start MATERIAL FOR THIS TASK
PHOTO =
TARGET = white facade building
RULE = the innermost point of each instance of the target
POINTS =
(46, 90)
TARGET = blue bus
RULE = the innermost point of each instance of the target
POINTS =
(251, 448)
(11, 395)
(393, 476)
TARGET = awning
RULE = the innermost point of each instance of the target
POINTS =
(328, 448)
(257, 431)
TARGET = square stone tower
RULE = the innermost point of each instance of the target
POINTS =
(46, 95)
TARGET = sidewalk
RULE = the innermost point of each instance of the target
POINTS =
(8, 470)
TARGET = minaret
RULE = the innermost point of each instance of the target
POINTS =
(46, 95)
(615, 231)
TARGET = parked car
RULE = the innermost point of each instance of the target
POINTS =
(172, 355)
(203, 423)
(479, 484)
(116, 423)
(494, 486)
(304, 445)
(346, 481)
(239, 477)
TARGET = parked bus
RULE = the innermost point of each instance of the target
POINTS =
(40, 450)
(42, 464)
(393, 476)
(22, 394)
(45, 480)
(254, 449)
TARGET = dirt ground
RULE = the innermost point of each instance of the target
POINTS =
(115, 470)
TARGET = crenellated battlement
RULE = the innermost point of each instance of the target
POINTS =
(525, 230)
end MATERIAL FOR THIS TASK
start MATERIAL FOR THIS TASK
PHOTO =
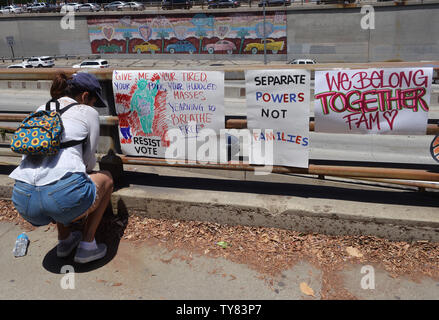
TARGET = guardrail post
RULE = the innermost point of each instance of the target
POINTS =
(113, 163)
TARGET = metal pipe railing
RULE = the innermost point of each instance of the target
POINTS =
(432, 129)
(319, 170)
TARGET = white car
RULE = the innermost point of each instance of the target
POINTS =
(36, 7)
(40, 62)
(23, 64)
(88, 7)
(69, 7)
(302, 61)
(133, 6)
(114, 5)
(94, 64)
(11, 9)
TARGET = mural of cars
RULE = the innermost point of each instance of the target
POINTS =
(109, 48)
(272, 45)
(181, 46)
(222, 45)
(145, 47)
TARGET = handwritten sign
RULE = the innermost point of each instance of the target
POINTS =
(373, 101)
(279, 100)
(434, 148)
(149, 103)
end MATERIAL FOR THIS TASK
Copy every line of the records above that contains the string "white". Case counts.

> [CORRECT RESPONSE]:
TARGET = white facade building
TARGET = white car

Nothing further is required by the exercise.